■ **Short problem 1**
In the entries, begin at the line that has "Provide the mask of every instance of the **thick" and stop after the line that has "463 762 L 463". Edit those lines by swapping "thick fuzzy leaf" for "fleshy succulent leaf" and return them with nothing else altered.

# What Dry Food is Best?



## Mr. Chopper's Mom (Nov 1, 2013)

I apologize bc i'm sure this question has been asked a million times but if anyone can give some recommendations I would greatly appreciate it. I've been searching the internet all morning and I would just like some proven suggestions.

I've been feeding Chopper (1 year old) and Angel Baby (7 months old) Meow Mix plus one can of soft Friskies prime filets a day. I've tried some of the more expensive foods but they don't seem to love it. Chopper just loves his Meow Mix but i'm at a point that I want to feed them better more nutritional food. Neither of them have ANY issues such as hairballs, vomiting, diarrhea, etc. They are both healthy, so in a way I feel like the Meow Mix is fine but I know from research it's not good for them long term. 

I would really like to try the Blue Wilderness Indoor food or the Purina Indoor food. But before I run to the store I figure a quick discussion with you guys might help guide me. 

Thanks so much in advance for any suggestions.

Jenn aka Chopper & Angel's Momma :cat


----------



## ~*Regina*~ (Apr 16, 2008)

I like Fromm and Annamaet the best. But with the 2 you had listed I would go with the BB Wilderness . It's a good grain free food IMO


----------



## KeiraDC (Sep 15, 2014)

I have been feeding Keira, 6-months old, a variety of canned... but the kibble i leave down for her during the day is FROMM Game-Bird. She Looooves It!! She actually prefers the kibble over the canned a lot. :jump


----------



## Mr. Chopper's Mom (Nov 1, 2013)

Image region outline entries:

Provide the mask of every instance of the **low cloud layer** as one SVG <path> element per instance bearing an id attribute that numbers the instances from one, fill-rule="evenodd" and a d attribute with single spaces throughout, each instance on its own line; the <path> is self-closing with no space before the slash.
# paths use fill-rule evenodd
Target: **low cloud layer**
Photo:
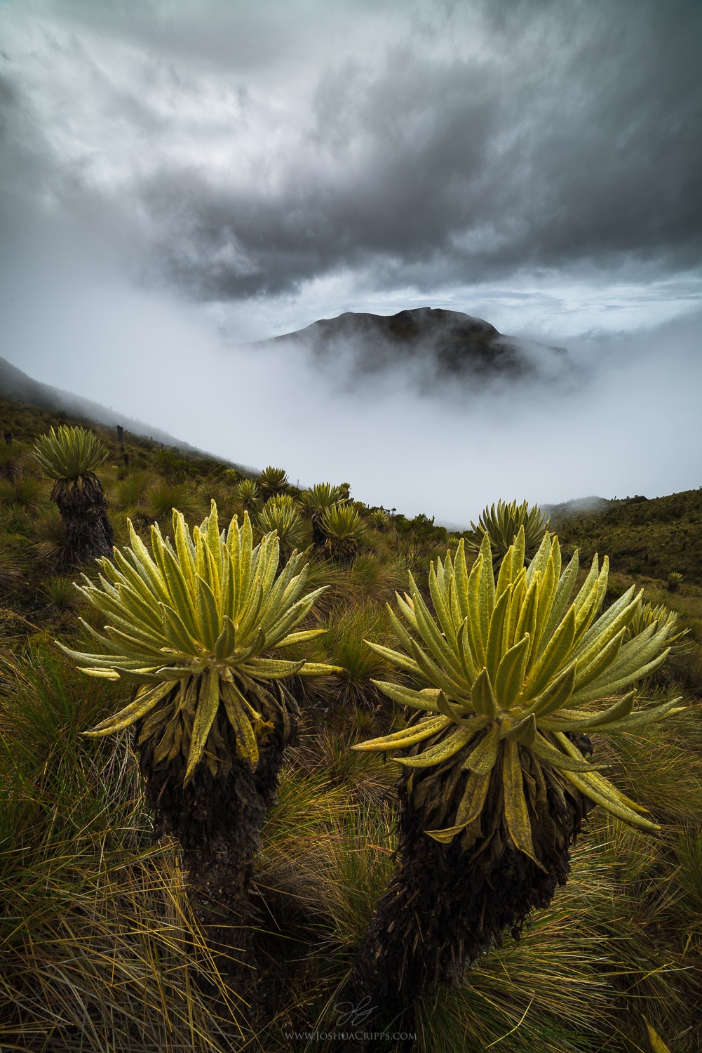
<path id="1" fill-rule="evenodd" d="M 2 178 L 15 217 L 83 224 L 140 280 L 699 269 L 693 0 L 111 6 L 4 4 Z"/>

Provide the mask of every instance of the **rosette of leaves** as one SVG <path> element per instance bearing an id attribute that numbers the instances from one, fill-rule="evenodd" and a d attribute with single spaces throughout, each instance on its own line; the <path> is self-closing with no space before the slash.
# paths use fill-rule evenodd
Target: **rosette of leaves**
<path id="1" fill-rule="evenodd" d="M 289 494 L 268 498 L 259 513 L 258 525 L 263 533 L 276 532 L 280 550 L 285 557 L 304 540 L 304 524 L 299 505 Z"/>
<path id="2" fill-rule="evenodd" d="M 107 501 L 96 470 L 107 450 L 94 432 L 61 425 L 37 439 L 34 456 L 42 472 L 54 480 L 56 501 L 66 525 L 71 556 L 83 562 L 112 553 L 114 533 Z"/>
<path id="3" fill-rule="evenodd" d="M 487 535 L 493 552 L 493 560 L 498 562 L 505 555 L 510 544 L 519 534 L 524 531 L 524 559 L 528 560 L 541 544 L 541 539 L 548 529 L 549 519 L 546 519 L 538 504 L 528 506 L 526 501 L 517 504 L 517 501 L 498 501 L 497 508 L 493 504 L 489 509 L 483 509 L 478 518 L 478 525 L 470 520 L 470 526 L 475 537 L 466 538 L 465 543 L 474 552 L 480 550 L 482 540 Z"/>
<path id="4" fill-rule="evenodd" d="M 242 479 L 234 488 L 234 493 L 246 512 L 253 512 L 258 504 L 259 489 L 256 479 Z"/>
<path id="5" fill-rule="evenodd" d="M 689 633 L 688 629 L 678 629 L 678 615 L 675 611 L 668 610 L 665 603 L 654 607 L 653 603 L 642 603 L 637 610 L 624 634 L 625 642 L 639 636 L 649 625 L 657 625 L 658 629 L 667 627 L 667 642 L 670 647 L 668 657 L 675 658 L 677 655 L 686 654 L 689 647 L 682 642 Z"/>
<path id="6" fill-rule="evenodd" d="M 676 701 L 637 706 L 635 690 L 665 661 L 670 625 L 627 642 L 641 594 L 633 587 L 598 616 L 606 558 L 600 569 L 595 557 L 571 599 L 577 553 L 562 570 L 546 534 L 526 569 L 524 545 L 520 529 L 496 583 L 487 533 L 469 574 L 461 541 L 432 564 L 434 614 L 409 575 L 400 617 L 389 612 L 401 650 L 368 644 L 418 681 L 376 681 L 415 716 L 354 747 L 390 753 L 403 773 L 401 866 L 352 976 L 357 996 L 373 991 L 388 1011 L 458 975 L 550 901 L 593 804 L 658 830 L 577 742 L 677 711 Z"/>
<path id="7" fill-rule="evenodd" d="M 216 887 L 245 915 L 252 860 L 296 729 L 283 681 L 335 672 L 270 651 L 323 632 L 296 631 L 323 590 L 305 594 L 297 554 L 278 573 L 277 537 L 255 547 L 247 515 L 220 533 L 214 501 L 192 533 L 174 512 L 173 532 L 164 539 L 154 525 L 149 552 L 129 523 L 131 544 L 101 560 L 98 583 L 83 575 L 80 588 L 107 622 L 104 633 L 84 623 L 99 653 L 59 645 L 85 673 L 133 688 L 128 704 L 84 734 L 134 727 L 157 834 L 173 832 L 200 889 Z"/>
<path id="8" fill-rule="evenodd" d="M 320 519 L 324 548 L 334 559 L 350 560 L 358 552 L 365 526 L 352 504 L 333 504 Z"/>
<path id="9" fill-rule="evenodd" d="M 258 484 L 266 500 L 268 497 L 275 497 L 277 494 L 284 494 L 288 486 L 285 469 L 273 468 L 268 464 L 259 475 Z"/>
<path id="10" fill-rule="evenodd" d="M 318 547 L 324 544 L 326 536 L 322 533 L 321 529 L 322 516 L 327 509 L 334 508 L 335 504 L 339 504 L 343 500 L 345 500 L 345 497 L 341 486 L 333 486 L 330 482 L 318 482 L 315 486 L 310 486 L 309 490 L 302 491 L 300 494 L 300 504 L 309 512 L 312 540 L 314 544 Z"/>

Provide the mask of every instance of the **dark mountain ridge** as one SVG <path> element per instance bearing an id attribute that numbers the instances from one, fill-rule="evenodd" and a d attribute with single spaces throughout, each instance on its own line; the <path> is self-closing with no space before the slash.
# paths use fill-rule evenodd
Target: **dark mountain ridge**
<path id="1" fill-rule="evenodd" d="M 517 379 L 570 367 L 564 347 L 508 337 L 482 318 L 440 307 L 417 307 L 396 315 L 347 311 L 303 330 L 261 340 L 258 346 L 304 345 L 323 360 L 355 359 L 374 372 L 418 363 L 443 376 Z"/>

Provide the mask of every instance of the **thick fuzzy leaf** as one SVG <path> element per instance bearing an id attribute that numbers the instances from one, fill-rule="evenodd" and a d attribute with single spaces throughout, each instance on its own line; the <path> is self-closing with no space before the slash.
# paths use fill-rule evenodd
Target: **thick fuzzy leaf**
<path id="1" fill-rule="evenodd" d="M 515 848 L 523 852 L 524 855 L 527 855 L 529 859 L 534 859 L 537 867 L 544 870 L 534 854 L 531 822 L 526 807 L 526 798 L 524 797 L 522 766 L 519 761 L 519 746 L 517 742 L 510 742 L 509 740 L 504 746 L 502 782 L 504 788 L 504 818 Z"/>
<path id="2" fill-rule="evenodd" d="M 463 762 L 463 768 L 476 775 L 487 775 L 495 767 L 499 749 L 500 724 L 496 722 L 487 728 L 478 746 Z"/>
<path id="3" fill-rule="evenodd" d="M 425 717 L 417 724 L 403 728 L 392 735 L 382 735 L 380 738 L 370 738 L 366 742 L 357 742 L 352 750 L 359 753 L 384 753 L 386 750 L 403 750 L 405 747 L 415 746 L 425 738 L 430 738 L 438 732 L 447 728 L 452 721 L 448 717 L 440 714 L 437 717 Z"/>
<path id="4" fill-rule="evenodd" d="M 169 691 L 173 691 L 173 683 L 159 683 L 155 688 L 140 692 L 133 702 L 125 706 L 123 710 L 116 713 L 107 720 L 101 720 L 92 731 L 81 732 L 85 738 L 102 738 L 104 735 L 114 735 L 124 728 L 129 728 L 137 720 L 141 720 L 157 702 L 160 702 Z"/>
<path id="5" fill-rule="evenodd" d="M 217 715 L 219 706 L 219 676 L 216 670 L 205 674 L 206 680 L 200 691 L 195 720 L 193 721 L 193 735 L 190 738 L 190 750 L 187 755 L 187 768 L 183 784 L 187 786 L 193 778 L 195 769 L 202 757 L 205 742 L 213 726 L 213 720 Z"/>
<path id="6" fill-rule="evenodd" d="M 475 679 L 470 691 L 470 704 L 478 714 L 484 713 L 492 719 L 497 717 L 497 701 L 486 669 L 482 669 Z"/>
<path id="7" fill-rule="evenodd" d="M 447 760 L 448 757 L 453 757 L 459 750 L 462 750 L 475 733 L 475 728 L 468 721 L 466 727 L 457 728 L 442 742 L 429 747 L 428 750 L 424 750 L 419 756 L 393 757 L 393 760 L 397 760 L 400 764 L 404 764 L 407 768 L 430 768 L 433 764 L 440 764 L 442 761 Z"/>

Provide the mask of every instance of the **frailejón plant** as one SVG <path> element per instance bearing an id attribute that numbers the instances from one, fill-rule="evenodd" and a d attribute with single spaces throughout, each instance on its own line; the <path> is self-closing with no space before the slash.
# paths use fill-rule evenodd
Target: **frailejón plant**
<path id="1" fill-rule="evenodd" d="M 309 513 L 313 543 L 318 548 L 326 541 L 326 535 L 322 531 L 324 513 L 346 499 L 347 492 L 342 486 L 333 486 L 329 482 L 318 482 L 300 494 L 300 503 Z"/>
<path id="2" fill-rule="evenodd" d="M 80 589 L 107 621 L 104 634 L 84 625 L 100 653 L 59 645 L 85 673 L 133 686 L 132 701 L 84 734 L 135 727 L 157 830 L 179 837 L 199 883 L 215 881 L 245 914 L 252 859 L 295 731 L 297 706 L 282 681 L 335 671 L 268 653 L 320 633 L 295 630 L 323 590 L 305 595 L 297 554 L 278 573 L 277 537 L 255 547 L 247 515 L 220 532 L 214 501 L 192 533 L 174 512 L 173 531 L 171 541 L 154 525 L 149 553 L 129 524 L 131 545 Z"/>
<path id="3" fill-rule="evenodd" d="M 485 535 L 489 537 L 493 550 L 493 559 L 498 561 L 507 552 L 520 528 L 524 530 L 524 557 L 528 561 L 541 544 L 541 539 L 548 529 L 548 522 L 541 509 L 534 504 L 530 509 L 526 501 L 517 504 L 517 501 L 498 501 L 497 508 L 483 509 L 478 525 L 470 520 L 470 526 L 475 537 L 466 539 L 466 545 L 474 552 L 480 550 L 482 539 Z"/>
<path id="4" fill-rule="evenodd" d="M 352 504 L 333 504 L 320 519 L 325 548 L 335 559 L 352 559 L 358 552 L 365 526 Z"/>
<path id="5" fill-rule="evenodd" d="M 416 716 L 354 747 L 387 752 L 403 771 L 402 862 L 352 975 L 357 995 L 373 989 L 388 1011 L 457 975 L 550 900 L 593 803 L 658 830 L 576 741 L 677 711 L 676 701 L 637 706 L 635 690 L 665 660 L 670 624 L 625 642 L 641 594 L 633 587 L 598 617 L 606 558 L 600 569 L 595 557 L 571 599 L 577 553 L 562 571 L 546 534 L 526 569 L 524 543 L 520 528 L 496 582 L 487 533 L 469 574 L 461 541 L 432 564 L 434 614 L 412 575 L 401 617 L 389 611 L 402 650 L 369 643 L 419 681 L 375 681 Z"/>
<path id="6" fill-rule="evenodd" d="M 37 439 L 34 456 L 54 480 L 56 501 L 66 526 L 68 549 L 76 562 L 112 553 L 114 533 L 107 518 L 102 483 L 95 474 L 107 456 L 98 437 L 83 428 L 53 428 Z"/>
<path id="7" fill-rule="evenodd" d="M 259 489 L 256 479 L 242 479 L 234 489 L 234 492 L 241 501 L 246 512 L 252 512 L 259 499 Z"/>
<path id="8" fill-rule="evenodd" d="M 304 540 L 299 504 L 289 494 L 268 498 L 259 513 L 258 525 L 265 533 L 276 532 L 285 556 Z"/>
<path id="9" fill-rule="evenodd" d="M 284 468 L 273 468 L 268 464 L 264 468 L 258 478 L 259 489 L 264 497 L 275 497 L 276 494 L 284 494 L 288 485 L 287 474 Z"/>

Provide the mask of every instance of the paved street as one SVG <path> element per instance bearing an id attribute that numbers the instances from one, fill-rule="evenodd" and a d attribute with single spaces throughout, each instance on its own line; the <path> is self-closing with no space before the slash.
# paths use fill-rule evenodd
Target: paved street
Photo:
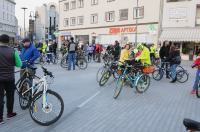
<path id="1" fill-rule="evenodd" d="M 91 63 L 85 71 L 66 71 L 49 66 L 55 74 L 52 89 L 65 102 L 61 119 L 49 127 L 34 123 L 28 110 L 22 111 L 16 95 L 18 116 L 5 120 L 1 132 L 184 132 L 184 117 L 200 121 L 200 100 L 190 95 L 195 70 L 183 62 L 190 73 L 189 81 L 170 84 L 169 80 L 151 81 L 149 90 L 140 95 L 124 88 L 113 99 L 115 83 L 100 88 L 96 83 L 99 64 Z"/>

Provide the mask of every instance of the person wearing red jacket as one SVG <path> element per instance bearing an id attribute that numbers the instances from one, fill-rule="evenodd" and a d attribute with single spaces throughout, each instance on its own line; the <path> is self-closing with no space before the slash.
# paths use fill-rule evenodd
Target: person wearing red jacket
<path id="1" fill-rule="evenodd" d="M 199 80 L 200 80 L 200 53 L 197 54 L 197 58 L 195 59 L 193 65 L 192 65 L 192 68 L 194 68 L 194 67 L 197 68 L 197 72 L 196 72 L 196 78 L 195 78 L 195 82 L 194 82 L 191 94 L 196 94 L 196 90 L 198 88 L 198 84 L 199 84 Z"/>

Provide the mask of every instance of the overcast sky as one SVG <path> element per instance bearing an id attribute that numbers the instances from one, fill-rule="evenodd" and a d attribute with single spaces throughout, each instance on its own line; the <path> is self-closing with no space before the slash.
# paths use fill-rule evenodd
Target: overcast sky
<path id="1" fill-rule="evenodd" d="M 30 11 L 34 11 L 35 7 L 41 6 L 44 3 L 55 2 L 58 3 L 58 0 L 15 0 L 16 2 L 16 17 L 18 19 L 18 24 L 23 27 L 24 25 L 24 12 L 21 7 L 27 7 L 26 10 L 26 27 L 28 27 L 28 19 Z"/>

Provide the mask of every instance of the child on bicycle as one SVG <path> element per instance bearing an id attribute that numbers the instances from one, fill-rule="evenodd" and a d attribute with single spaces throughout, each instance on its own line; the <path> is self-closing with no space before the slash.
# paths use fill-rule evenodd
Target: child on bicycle
<path id="1" fill-rule="evenodd" d="M 193 89 L 191 91 L 191 94 L 196 94 L 196 90 L 198 88 L 198 83 L 200 80 L 200 53 L 197 54 L 197 57 L 192 65 L 192 68 L 196 67 L 197 68 L 197 72 L 196 72 L 196 78 L 194 81 L 194 85 L 193 85 Z"/>

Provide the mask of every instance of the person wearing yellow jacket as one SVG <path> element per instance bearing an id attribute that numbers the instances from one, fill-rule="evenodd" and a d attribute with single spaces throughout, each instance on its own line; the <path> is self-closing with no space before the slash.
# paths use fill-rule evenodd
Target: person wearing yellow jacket
<path id="1" fill-rule="evenodd" d="M 141 54 L 136 58 L 136 61 L 141 61 L 143 65 L 151 65 L 150 51 L 143 44 L 138 44 L 137 49 Z"/>
<path id="2" fill-rule="evenodd" d="M 120 59 L 119 59 L 120 64 L 123 64 L 125 61 L 129 60 L 129 49 L 130 45 L 126 44 L 120 54 Z"/>

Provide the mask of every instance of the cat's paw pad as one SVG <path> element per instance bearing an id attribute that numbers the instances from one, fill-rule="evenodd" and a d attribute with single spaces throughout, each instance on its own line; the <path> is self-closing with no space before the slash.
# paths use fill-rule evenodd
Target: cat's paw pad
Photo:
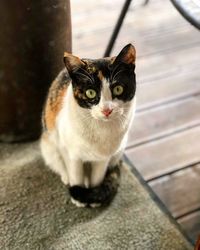
<path id="1" fill-rule="evenodd" d="M 77 200 L 75 200 L 75 199 L 72 198 L 72 197 L 71 197 L 71 202 L 72 202 L 75 206 L 77 206 L 77 207 L 86 207 L 86 206 L 87 206 L 86 203 L 82 203 L 82 202 L 80 202 L 80 201 L 77 201 Z"/>
<path id="2" fill-rule="evenodd" d="M 89 206 L 92 208 L 101 207 L 101 203 L 90 203 Z"/>
<path id="3" fill-rule="evenodd" d="M 62 176 L 61 176 L 61 181 L 62 181 L 65 185 L 68 185 L 68 184 L 69 184 L 68 176 L 62 175 Z"/>

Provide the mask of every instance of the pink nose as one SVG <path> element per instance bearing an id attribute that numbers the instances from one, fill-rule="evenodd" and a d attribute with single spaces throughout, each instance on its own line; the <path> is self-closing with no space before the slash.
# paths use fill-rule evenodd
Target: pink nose
<path id="1" fill-rule="evenodd" d="M 102 110 L 102 113 L 106 116 L 106 117 L 108 117 L 111 113 L 112 113 L 112 109 L 103 109 Z"/>

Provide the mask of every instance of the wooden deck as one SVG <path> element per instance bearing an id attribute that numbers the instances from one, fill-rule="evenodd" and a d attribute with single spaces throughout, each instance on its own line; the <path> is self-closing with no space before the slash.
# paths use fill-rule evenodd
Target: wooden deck
<path id="1" fill-rule="evenodd" d="M 71 1 L 73 52 L 101 57 L 124 3 Z M 137 113 L 126 154 L 195 241 L 200 234 L 200 32 L 169 0 L 132 1 L 113 55 L 137 48 Z"/>

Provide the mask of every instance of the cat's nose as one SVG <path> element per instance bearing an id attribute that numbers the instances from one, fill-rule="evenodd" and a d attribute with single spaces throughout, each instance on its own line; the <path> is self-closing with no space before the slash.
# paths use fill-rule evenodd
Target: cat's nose
<path id="1" fill-rule="evenodd" d="M 108 117 L 112 113 L 113 109 L 103 109 L 102 113 Z"/>

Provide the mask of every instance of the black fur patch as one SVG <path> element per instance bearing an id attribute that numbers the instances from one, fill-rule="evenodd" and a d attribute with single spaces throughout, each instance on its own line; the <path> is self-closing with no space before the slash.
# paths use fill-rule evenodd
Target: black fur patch
<path id="1" fill-rule="evenodd" d="M 69 193 L 75 200 L 90 206 L 92 203 L 109 204 L 117 193 L 120 177 L 120 165 L 108 169 L 101 185 L 93 188 L 81 186 L 69 187 Z"/>
<path id="2" fill-rule="evenodd" d="M 84 66 L 70 72 L 74 97 L 81 107 L 91 108 L 99 103 L 102 89 L 101 78 L 105 78 L 110 82 L 111 92 L 116 85 L 123 86 L 124 92 L 122 95 L 114 96 L 112 92 L 113 99 L 118 98 L 124 102 L 132 100 L 136 90 L 134 64 L 126 64 L 120 62 L 120 60 L 112 64 L 112 60 L 107 58 L 97 60 L 82 59 L 82 61 L 85 63 Z M 85 95 L 86 90 L 89 88 L 94 89 L 97 93 L 94 99 L 89 99 Z"/>

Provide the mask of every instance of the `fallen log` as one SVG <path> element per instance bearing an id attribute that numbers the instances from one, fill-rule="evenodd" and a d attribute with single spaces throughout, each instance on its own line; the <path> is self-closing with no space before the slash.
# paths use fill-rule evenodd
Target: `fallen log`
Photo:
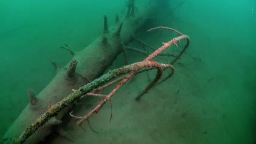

■ **Short problem 2**
From the cat food thread, restate word for word the passage that begins at the words "I like Fromm" and stops after "(Sep 15, 2014)".

■ **Reply 1**
Provide the mask of every instance of the **fleshy succulent leaf** as one SVG <path> element per instance bearing an id attribute that numbers the instances from one, fill-rule="evenodd" and a d attribute with single spaces throughout, each instance on its own line; the <path> is self-closing with no space before the slash.
# paths use fill-rule evenodd
Target: **fleshy succulent leaf**
<path id="1" fill-rule="evenodd" d="M 515 848 L 523 852 L 524 855 L 527 855 L 529 859 L 534 859 L 537 867 L 544 870 L 534 854 L 531 822 L 526 807 L 526 798 L 524 797 L 522 766 L 519 761 L 519 746 L 517 742 L 510 742 L 509 740 L 504 746 L 502 782 L 504 788 L 504 818 Z"/>
<path id="2" fill-rule="evenodd" d="M 463 762 L 463 768 L 476 775 L 487 775 L 495 767 L 499 749 L 500 724 L 496 722 L 487 728 L 478 746 Z"/>

■ **Reply 2**
I like Fromm and Annamaet the best. But with the 2 you had listed I would go with the BB Wilderness . It's a good grain free food IMO


----------



## KeiraDC (Sep 15, 2014)